Task instructions: Return every line of the entries below that contains the word "climber", matching case exactly.

The data:
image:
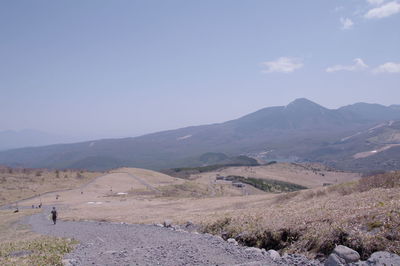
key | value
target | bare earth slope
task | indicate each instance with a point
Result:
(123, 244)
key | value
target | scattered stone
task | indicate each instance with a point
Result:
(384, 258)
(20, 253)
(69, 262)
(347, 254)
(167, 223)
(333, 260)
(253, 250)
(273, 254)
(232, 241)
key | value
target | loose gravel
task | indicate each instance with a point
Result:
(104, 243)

==

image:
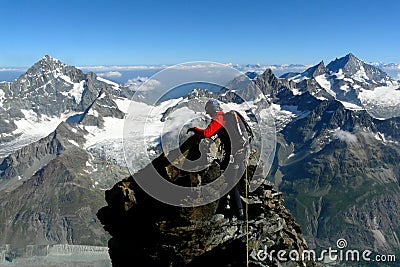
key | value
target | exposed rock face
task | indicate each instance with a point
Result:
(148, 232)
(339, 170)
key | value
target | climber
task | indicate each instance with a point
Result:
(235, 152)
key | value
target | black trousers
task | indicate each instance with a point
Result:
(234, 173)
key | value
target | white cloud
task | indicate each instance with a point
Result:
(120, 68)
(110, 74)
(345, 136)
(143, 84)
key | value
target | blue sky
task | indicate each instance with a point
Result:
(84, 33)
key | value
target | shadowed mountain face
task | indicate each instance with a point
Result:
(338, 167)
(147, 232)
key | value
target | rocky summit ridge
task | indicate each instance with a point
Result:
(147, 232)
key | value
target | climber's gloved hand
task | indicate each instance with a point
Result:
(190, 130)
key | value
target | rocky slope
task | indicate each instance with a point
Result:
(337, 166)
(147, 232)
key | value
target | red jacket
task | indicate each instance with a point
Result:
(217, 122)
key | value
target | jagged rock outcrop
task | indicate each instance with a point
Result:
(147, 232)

Result:
target | climber
target | climber's gloved hand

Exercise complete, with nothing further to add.